WHAT YOU WILL DO: Repeat the whole listing exactly as it appears.
[DATA LISTING — start]
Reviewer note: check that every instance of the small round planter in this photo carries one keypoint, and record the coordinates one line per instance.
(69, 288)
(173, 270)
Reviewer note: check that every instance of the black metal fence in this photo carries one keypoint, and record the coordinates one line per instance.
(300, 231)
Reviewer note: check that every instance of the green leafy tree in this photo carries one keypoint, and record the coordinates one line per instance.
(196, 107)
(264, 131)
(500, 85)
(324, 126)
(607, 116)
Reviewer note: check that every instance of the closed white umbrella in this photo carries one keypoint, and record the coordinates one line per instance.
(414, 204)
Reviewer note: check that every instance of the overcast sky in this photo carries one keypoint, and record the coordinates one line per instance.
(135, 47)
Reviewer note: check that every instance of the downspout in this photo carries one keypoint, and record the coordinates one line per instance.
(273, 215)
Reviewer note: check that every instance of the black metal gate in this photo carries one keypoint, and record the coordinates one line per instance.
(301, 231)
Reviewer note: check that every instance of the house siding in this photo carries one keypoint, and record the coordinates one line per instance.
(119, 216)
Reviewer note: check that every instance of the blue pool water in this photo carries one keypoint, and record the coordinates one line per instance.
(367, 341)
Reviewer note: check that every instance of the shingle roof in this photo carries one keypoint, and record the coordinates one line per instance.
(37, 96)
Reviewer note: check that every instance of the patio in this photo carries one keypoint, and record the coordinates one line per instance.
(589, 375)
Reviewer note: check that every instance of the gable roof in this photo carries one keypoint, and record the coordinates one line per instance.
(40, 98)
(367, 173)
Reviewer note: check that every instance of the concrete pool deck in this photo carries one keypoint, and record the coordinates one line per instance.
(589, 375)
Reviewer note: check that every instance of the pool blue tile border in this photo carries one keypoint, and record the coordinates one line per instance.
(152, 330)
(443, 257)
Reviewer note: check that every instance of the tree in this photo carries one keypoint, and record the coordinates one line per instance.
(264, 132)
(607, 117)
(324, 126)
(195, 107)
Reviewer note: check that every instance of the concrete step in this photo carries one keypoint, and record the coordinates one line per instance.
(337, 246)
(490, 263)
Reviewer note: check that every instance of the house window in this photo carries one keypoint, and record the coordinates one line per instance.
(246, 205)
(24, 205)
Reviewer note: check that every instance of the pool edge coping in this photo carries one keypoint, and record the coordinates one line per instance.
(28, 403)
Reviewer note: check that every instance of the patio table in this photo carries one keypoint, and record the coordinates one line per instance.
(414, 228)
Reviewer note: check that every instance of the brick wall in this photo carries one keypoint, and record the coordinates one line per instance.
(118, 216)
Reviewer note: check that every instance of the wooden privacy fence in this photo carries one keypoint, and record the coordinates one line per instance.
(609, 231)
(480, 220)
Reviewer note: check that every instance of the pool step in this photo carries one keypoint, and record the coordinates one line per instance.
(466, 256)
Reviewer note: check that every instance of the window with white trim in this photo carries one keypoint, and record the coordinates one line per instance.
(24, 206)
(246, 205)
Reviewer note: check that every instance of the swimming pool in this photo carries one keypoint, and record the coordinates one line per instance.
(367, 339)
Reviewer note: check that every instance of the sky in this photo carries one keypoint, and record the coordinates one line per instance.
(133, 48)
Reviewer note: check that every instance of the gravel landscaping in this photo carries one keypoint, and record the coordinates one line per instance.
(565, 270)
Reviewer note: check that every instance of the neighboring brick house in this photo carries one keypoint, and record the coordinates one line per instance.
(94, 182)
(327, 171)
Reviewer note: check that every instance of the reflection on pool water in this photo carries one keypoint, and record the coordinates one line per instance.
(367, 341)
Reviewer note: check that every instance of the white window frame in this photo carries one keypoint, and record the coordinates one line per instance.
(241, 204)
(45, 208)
[DATA LISTING — finish]
RESULT:
Reviewer note: check that every instance of the small round planter in this photo carries one keypoint, and record the coordinates one line per instance.
(69, 288)
(173, 270)
Reviewer note: check that every instance of the black metal fence in this photo carries one keypoint, and record the coordinates one line per instance.
(300, 231)
Reviewer note: check that every instance of the green leafy tree in this photo carries one keypoint, and record the coordinates one line per instance.
(196, 107)
(264, 131)
(500, 85)
(324, 126)
(607, 116)
Reviewer note: check that every instance of the closed white umbrella in this photo carries one keypoint, and record the coordinates one line per instance.
(414, 204)
Reviewer note: check that every instance of the overcast sky in this photo carries one keypoint, and record the coordinates one line per instance.
(135, 47)
Reviewer note: check that every instance of the downspout in this photo carries one keypoint, and record the coordinates one line per instance.
(273, 215)
Reviewer note: check that every instance of the black metal gate in this photo carries one keypoint, and record the coordinates one line per instance.
(301, 231)
Reviewer note: check that every instance of the house siding in this photo carries one keypoint, and record the coordinates one line per instance.
(119, 216)
Reviewer note: check that every instance of the blue pool water in this photo carries one keypoint, and record the coordinates one line per instance.
(367, 341)
Reviewer note: check that every instance of the shingle roof in this photo carries one keypoint, and record the coordinates one line per instance.
(37, 96)
Reviewer note: check that every instance of the patio in this photo carries one keypoint, and record the coordinates one line per instance.
(589, 375)
Reviewer note: check that every instance of the gable roof in this photo carries one keypoint, and record the coordinates one line per instance.
(40, 98)
(367, 173)
Reviewer note: check that every instance of the concrete pool deck in this photo carries one keypoint, and record the coordinates one line per instance.
(589, 375)
Reviewer note: check that every instance of the pool blue tile border in this photo carries one keypoint, and record the coordinates one line per instance.
(152, 330)
(443, 257)
Reviewer note: check that every instance of the tree in this photo carries one keypoint, and record the coordinates one line per instance.
(264, 132)
(607, 117)
(324, 126)
(195, 107)
Reviewer note: check that every instance of the concrete step in this photo carries one keypoint, and record the coordinates one line per instance.
(337, 246)
(490, 263)
Reviewer note: check that every instance of the house window in this photo carries one keypoint, and record the coordinates one line per instance.
(246, 205)
(24, 205)
Reviewer note: check that every instance of the pool edge coping in this photo carries one keypoint, and record the coordinates one line per instance.
(28, 403)
Reviewer note: check that every instance of the patio table in this photo carries one keypoint, and record the coordinates one line per instance.
(414, 228)
Reviewer note: check that every instance of the brick wall in this photo carries one keypoint, and record the coordinates one line per instance.
(118, 216)
Reviewer note: check that every instance of the wooden privacy fence in this photo carries one keypoint, and record the coordinates one line per instance.
(609, 231)
(480, 220)
Reviewer note: check that every instance of the pool step in this photo carries one keypoint, and record the coordinates one line per instance.
(466, 256)
Reviewer note: check that every instance of the window with white trim in this photo carries one keypoint, and record the coordinates one line per instance.
(24, 206)
(246, 205)
Reviewer note: check that every instance of the swimming pool in this photo carries one keypoint, and record the coordinates one line per instance.
(367, 339)
Reviewer note: check that every instance of the sky in this photo carries one keypoint, and record the coordinates one line per instance.
(133, 48)
Reviewer note: check that every instance of the gravel landscaping in this photo carries one keypoint, and record the coordinates one line per instance.
(565, 270)
Reviewer note: check that every instance of the neighboring brick house in this photo carries one keypoint, and record the coordinates one line per instance.
(94, 182)
(327, 171)
Reviewer note: check that every instance of the reflection on pool water in this photo carries one keypoint, and record the coordinates one line per instance.
(367, 341)
Reviewer note: check that every instance of the white window frame in this photo carries one keypoint, and record the coordinates one line per instance.
(241, 204)
(45, 208)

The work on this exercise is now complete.